• _Task goal_
Quote the items below word for word, starting with the first line and stopping after the line that contains "top-left (246, 239), bottom-right (563, 260)".

□ □ □

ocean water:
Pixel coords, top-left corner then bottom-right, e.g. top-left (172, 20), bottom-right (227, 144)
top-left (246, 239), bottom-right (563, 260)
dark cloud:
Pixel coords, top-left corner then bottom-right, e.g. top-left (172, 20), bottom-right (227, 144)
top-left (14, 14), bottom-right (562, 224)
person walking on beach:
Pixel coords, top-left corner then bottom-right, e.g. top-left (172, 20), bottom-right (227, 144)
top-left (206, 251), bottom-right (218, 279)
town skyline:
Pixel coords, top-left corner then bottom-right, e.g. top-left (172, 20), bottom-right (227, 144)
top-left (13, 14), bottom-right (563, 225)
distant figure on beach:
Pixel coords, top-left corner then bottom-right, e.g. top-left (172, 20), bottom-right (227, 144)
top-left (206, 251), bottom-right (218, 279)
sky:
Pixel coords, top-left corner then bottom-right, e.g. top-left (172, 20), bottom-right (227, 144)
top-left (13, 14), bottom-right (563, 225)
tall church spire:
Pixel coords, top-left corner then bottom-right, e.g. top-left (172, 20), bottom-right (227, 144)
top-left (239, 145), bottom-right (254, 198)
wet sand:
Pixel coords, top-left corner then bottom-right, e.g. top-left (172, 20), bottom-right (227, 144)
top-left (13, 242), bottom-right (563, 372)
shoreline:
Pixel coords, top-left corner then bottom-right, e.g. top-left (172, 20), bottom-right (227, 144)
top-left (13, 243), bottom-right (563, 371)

□ □ □

• _Solution for this exercise_
ocean water:
Pixel coords, top-left corner then bottom-right, e.g. top-left (172, 20), bottom-right (227, 144)
top-left (246, 239), bottom-right (563, 260)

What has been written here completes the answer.